## Passage to read:
************

New York, September 24, 2021 — Congolese authorities should immediately release journalist Pierre Sosthène Kambidi and ensure the press across the country can work without fear or intimidation, the Committee to Protect Journalists said today.
On September 20, plainclothes military officers arrested Kambidi, a correspondent for Agence France-Presse and the local news website Actualite.cd, at the Sultani Hotel in the capital, Kinshasa, according to one of Kambidi’s lawyers, Gode Kabongo, who spoke to CPJ by phone; Actualite.cd publication director Patient Ligodi, who visited the journalist in detention on September 22 and spoke to CPJ by phone; and reports by Actualite.cd and Radio France Internationale (RFI), the French public broadcaster, where Kambidi occasionally contributes coverage.
The journalist was taken into custody and initially questioned as a witness in the case of the 2017 killing of U.N. experts Michael Sharp and Zaida Catalan in the country’s Kasai Central region, and was subsequently accused of the alleged crimes of terrorism, criminal association, and insurrection, according to the reports by Actualite and RFI. Kambidi has not been formally charged and is being held at the office of the auditor-general, an authority responsible for military justice in the country, according to Ligodi and those reports.
According to Ligodi and another report by RFI, Kambidi’s arrest was connected with the prosecutor’s desire to know how Kambidi came to possess footage of the killings of Sharp and Catalan, as well as how he knew details surrounding their deaths. Kambidi had participated extensively in reporting about the killings and other violence in the area, according to posts on Twitter by Sonia Rolley, an RFI reporter who covers the region, and Axel Gordh Humlesjö, an investigative journalist working for Sveriges Television, Sweden’s public broadcaster.
“Journalist Pierre Sosthène Kambidi should never have been arrested, and his detention without charge by military authorities sends a chilling message to the press in the Democratic Republic of the Congo,” said Angela Quintal, CPJ’s Africa program coordinator, in Durban, South Africa. “Congolese authorities must respect Kambidi’s right to keep his sources confidential, and should immediately release him and drop any investigation into his work.”
Military prosecutors questioned Kambidi about the case without a lawyer present on September 21, and U.N. experts appointed by the U.N. secretary general to assist in the investigation of Sharp and Catalan’s deaths participated via videoconference, RFI reported.
The following day, after Kambidi was granted access to a lawyer, authorities from the military further questioned him for about eight hours, according to Bienvenu-Marie Bakumanya, deputy director of the AFP bureau in the Democratic Republic of the Congo, who spoke to CPJ by phone after visiting Kambidi today to deliver him food. U.N. experts participated in this session as well, Bakumanya said.
Auditor-General Lucien-Rene Likulia Bakumi responded to CPJ’s phone call for comment by referring questions to Cyprien Muwawu, the magistrate responsible for Kambidi’s case. CPJ called Muwawu for comment, but no one answered.
Stéphane Dujarric, the spokesperson for U.N. Secretary General António Guterres, responded to CPJ’s emailed questions, including about the U.N. experts’ involvement in the questioning of Kambidi when his lawyer was not present. In his emailed reply, Dujarric reiterated points made in today’s midday briefing at U.N. headquarters in New York, a video of which was posted on the U.N. website. The experts assisting the investigation into Sharp and Catalan’s killings do not “interrogate witnesses or suspects directly,” he said, adding that “support provided by the U.N. includes guidance to ensure that the investigation is conducted in a manner consistent with international law.” He further added that at no point during the two days of questioning that the experts attended was Kambidi “asked or pressured” to “reveal his sources.”

************

## Problem set:
**a)** Answer these questions using the report on the journalist's arrest.
(i) At which hotel was Kambidi arrested?
(ii) According to Ligodi and the reports, where is Kambidi being held?
(iii) For about how long did military authorities question Kambidi on the day after September 21?
**b)** Reproduce the part of the report on the journalist's arrest from "Auditor-General Lucien-Rene Likulia" to "no one answered.", word for word.

Point localization data:

************

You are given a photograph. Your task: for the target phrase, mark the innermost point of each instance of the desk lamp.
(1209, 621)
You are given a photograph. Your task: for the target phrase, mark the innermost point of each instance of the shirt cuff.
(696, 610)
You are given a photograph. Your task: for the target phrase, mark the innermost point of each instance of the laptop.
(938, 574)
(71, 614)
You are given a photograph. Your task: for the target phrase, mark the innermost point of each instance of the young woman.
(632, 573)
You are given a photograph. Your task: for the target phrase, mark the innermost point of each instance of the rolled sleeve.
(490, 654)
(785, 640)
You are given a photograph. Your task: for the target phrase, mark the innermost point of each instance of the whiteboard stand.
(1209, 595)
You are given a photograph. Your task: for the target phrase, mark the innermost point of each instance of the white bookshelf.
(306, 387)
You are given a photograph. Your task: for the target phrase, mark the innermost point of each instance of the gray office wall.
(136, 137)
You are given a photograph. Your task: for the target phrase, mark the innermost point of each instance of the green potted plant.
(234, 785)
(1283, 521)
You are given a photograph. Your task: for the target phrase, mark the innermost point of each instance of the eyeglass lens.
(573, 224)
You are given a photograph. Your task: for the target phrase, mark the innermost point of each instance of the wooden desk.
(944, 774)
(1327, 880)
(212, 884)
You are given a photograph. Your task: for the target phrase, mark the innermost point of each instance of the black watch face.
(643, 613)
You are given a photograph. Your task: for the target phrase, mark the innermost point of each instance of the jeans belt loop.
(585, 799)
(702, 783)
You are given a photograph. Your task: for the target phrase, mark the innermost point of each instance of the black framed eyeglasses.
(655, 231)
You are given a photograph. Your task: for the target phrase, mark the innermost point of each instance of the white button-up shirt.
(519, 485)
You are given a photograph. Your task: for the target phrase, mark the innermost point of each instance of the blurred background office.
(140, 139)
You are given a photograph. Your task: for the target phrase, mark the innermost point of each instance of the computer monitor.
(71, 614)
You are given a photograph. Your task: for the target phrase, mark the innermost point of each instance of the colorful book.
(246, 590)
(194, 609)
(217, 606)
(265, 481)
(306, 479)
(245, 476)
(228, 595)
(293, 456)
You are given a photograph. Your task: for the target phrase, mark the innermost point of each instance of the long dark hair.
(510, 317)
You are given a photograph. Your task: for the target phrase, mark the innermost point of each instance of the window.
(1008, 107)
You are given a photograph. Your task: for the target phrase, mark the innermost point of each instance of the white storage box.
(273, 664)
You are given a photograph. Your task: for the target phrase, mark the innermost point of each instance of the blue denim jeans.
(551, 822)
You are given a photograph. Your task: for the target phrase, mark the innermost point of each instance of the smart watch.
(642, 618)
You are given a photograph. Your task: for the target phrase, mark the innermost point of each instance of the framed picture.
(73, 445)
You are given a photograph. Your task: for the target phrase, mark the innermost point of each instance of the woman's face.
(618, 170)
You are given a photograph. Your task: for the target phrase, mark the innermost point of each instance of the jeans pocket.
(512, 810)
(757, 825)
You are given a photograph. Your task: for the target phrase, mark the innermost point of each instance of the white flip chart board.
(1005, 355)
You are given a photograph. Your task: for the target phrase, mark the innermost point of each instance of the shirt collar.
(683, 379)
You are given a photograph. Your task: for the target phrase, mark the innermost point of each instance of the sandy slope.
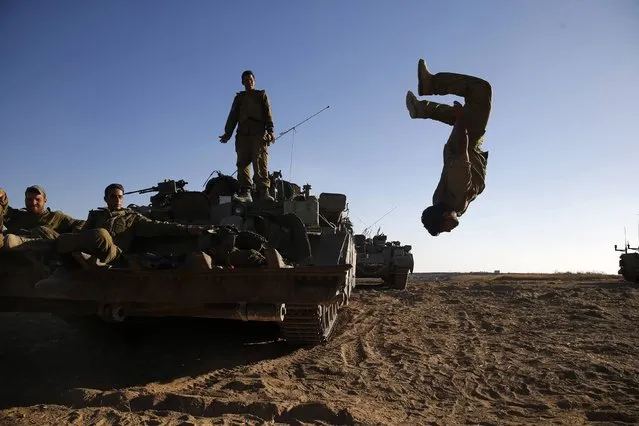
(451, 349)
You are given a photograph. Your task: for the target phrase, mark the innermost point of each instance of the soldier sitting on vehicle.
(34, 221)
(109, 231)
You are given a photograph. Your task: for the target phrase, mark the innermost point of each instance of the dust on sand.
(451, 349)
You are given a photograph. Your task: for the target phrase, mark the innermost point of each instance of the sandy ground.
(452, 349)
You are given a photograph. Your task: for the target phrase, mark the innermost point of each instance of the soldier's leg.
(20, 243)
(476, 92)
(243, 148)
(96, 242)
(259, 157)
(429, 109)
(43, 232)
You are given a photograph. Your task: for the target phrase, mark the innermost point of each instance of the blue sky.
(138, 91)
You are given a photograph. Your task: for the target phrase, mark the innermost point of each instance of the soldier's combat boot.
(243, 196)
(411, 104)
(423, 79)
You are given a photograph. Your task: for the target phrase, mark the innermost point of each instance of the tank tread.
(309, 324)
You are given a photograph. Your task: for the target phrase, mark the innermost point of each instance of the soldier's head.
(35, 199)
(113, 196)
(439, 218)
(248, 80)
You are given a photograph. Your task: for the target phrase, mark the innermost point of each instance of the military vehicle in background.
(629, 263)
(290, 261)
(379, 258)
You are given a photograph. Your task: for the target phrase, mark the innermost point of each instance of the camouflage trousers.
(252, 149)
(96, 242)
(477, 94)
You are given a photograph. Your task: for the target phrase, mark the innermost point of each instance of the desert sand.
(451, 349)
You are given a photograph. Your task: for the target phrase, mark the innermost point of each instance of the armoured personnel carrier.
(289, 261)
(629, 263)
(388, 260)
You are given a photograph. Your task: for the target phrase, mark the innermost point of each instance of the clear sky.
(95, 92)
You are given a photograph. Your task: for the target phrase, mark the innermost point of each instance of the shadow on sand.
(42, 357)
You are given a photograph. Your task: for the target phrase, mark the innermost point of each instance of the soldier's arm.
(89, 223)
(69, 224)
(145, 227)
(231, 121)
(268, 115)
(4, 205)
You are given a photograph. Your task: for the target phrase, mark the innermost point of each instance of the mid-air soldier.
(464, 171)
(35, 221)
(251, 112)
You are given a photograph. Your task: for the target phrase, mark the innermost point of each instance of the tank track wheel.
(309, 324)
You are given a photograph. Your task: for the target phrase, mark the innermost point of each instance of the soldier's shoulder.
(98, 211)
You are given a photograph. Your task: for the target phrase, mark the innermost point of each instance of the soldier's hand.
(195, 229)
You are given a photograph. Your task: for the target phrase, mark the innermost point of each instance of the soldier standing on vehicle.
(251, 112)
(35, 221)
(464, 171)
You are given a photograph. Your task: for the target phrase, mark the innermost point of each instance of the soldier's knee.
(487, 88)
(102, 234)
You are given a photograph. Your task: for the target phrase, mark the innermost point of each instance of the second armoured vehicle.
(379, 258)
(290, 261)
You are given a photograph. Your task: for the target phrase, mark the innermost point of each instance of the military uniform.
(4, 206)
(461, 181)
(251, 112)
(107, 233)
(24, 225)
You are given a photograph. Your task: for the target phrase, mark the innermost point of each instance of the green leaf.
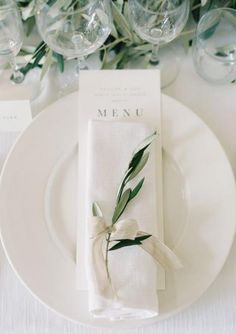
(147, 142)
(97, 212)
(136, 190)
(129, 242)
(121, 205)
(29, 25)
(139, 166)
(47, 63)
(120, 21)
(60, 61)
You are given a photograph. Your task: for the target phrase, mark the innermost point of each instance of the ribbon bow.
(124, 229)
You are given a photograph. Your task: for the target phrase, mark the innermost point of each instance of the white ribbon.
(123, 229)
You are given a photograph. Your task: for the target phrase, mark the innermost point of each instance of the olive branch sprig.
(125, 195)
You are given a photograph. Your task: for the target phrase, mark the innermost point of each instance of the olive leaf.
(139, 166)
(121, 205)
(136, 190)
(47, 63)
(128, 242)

************

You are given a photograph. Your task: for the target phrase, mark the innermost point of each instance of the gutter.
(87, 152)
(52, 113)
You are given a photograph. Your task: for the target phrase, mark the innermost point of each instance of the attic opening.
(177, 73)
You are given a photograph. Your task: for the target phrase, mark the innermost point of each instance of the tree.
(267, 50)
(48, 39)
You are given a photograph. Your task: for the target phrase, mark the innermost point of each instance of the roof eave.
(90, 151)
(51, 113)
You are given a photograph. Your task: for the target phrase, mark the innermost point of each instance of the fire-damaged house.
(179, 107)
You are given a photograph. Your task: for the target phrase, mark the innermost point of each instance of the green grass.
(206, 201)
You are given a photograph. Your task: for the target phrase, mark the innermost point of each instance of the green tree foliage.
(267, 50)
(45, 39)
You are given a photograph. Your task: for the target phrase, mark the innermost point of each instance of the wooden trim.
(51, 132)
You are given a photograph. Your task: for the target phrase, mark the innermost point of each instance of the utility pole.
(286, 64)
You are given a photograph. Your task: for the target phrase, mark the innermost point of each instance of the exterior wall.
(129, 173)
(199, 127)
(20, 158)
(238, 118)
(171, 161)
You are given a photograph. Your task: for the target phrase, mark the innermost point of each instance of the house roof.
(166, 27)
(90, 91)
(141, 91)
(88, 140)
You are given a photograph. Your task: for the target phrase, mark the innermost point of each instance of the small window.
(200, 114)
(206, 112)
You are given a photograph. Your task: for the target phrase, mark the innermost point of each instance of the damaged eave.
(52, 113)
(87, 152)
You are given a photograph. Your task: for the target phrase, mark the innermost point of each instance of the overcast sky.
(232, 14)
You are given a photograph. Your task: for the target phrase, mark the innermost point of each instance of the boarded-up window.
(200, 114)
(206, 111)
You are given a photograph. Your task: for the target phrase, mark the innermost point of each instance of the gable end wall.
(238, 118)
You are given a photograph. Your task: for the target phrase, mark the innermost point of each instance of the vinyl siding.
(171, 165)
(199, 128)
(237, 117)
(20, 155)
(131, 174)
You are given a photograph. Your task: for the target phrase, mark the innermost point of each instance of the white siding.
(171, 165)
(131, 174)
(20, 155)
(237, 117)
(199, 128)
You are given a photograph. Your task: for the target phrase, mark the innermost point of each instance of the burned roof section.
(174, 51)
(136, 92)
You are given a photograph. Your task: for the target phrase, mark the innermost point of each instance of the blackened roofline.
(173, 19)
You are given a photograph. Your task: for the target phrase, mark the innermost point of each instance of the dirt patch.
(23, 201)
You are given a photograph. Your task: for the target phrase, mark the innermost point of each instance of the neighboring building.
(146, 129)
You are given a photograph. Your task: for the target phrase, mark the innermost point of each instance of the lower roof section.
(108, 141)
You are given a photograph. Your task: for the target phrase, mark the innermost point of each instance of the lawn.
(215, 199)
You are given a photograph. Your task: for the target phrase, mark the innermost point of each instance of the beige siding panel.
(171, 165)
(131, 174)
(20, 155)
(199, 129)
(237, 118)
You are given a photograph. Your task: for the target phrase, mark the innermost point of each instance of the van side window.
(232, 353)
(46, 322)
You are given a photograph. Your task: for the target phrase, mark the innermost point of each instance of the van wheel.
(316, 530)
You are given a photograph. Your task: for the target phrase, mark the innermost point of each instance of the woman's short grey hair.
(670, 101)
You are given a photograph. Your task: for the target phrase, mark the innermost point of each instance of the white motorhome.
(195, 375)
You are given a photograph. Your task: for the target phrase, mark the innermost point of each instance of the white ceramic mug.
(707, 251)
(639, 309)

************

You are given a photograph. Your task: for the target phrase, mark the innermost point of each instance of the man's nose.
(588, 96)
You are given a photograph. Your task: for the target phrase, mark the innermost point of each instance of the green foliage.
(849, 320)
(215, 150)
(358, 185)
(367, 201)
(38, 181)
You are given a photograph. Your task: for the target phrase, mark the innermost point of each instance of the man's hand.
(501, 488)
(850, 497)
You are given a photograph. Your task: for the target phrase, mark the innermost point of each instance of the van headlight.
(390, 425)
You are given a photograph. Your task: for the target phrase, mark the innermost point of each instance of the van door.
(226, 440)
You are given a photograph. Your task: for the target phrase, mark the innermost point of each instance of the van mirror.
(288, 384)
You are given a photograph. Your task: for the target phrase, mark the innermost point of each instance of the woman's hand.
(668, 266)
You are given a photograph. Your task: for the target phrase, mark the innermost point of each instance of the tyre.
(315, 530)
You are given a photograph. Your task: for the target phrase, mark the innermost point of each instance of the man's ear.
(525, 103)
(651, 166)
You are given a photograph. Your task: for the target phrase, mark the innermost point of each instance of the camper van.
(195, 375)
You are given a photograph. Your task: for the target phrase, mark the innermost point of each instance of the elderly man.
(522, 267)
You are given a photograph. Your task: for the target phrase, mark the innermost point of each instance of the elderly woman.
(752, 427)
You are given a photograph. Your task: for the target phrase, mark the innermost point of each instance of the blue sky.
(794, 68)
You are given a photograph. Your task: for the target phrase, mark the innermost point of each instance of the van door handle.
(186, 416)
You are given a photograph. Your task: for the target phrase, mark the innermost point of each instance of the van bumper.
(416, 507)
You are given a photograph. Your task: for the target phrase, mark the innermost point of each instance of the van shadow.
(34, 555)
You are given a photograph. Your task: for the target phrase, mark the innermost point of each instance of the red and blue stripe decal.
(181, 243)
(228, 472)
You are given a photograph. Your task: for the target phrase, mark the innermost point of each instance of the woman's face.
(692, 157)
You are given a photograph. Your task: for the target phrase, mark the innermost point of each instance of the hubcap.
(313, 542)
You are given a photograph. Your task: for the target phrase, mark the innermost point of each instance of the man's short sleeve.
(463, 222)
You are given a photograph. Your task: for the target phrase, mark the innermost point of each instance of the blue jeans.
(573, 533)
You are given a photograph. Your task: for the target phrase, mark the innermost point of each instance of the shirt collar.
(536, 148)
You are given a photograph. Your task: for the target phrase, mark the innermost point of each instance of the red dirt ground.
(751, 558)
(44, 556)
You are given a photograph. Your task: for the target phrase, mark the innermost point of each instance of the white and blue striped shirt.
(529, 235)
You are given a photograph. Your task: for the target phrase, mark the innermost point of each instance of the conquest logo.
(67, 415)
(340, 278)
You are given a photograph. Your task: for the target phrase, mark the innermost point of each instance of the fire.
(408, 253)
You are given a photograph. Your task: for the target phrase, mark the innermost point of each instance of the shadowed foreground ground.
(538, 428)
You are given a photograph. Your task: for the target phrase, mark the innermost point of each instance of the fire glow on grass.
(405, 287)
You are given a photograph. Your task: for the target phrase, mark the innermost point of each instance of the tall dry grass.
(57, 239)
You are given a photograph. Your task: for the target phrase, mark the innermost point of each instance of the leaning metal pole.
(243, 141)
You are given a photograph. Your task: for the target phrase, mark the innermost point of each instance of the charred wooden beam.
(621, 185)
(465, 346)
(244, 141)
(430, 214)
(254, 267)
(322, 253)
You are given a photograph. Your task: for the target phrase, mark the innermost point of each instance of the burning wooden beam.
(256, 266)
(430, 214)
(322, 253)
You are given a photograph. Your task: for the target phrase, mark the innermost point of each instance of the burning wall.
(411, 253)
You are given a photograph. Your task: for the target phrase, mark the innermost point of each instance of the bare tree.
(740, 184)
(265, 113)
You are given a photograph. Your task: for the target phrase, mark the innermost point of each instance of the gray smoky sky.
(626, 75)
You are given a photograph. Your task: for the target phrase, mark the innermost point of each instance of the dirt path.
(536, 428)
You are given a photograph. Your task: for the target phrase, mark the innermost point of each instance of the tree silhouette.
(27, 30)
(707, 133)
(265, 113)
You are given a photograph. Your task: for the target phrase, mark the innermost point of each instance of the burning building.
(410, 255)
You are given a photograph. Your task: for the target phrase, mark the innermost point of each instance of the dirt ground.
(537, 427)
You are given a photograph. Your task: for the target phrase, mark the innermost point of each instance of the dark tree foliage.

************

## Answers in order:
**a)**
(i) The Sultani Hotel in Kinshasa.
(ii) At the office of the auditor-general.
(iii) About eight hours.

**b)**
Auditor-General Lucien-Rene Likulia Bakumi responded to CPJ’s phone call for comment by referring questions to Cyprien Muwawu, the magistrate responsible for Kambidi’s case. CPJ called Muwawu for comment, but no one answered.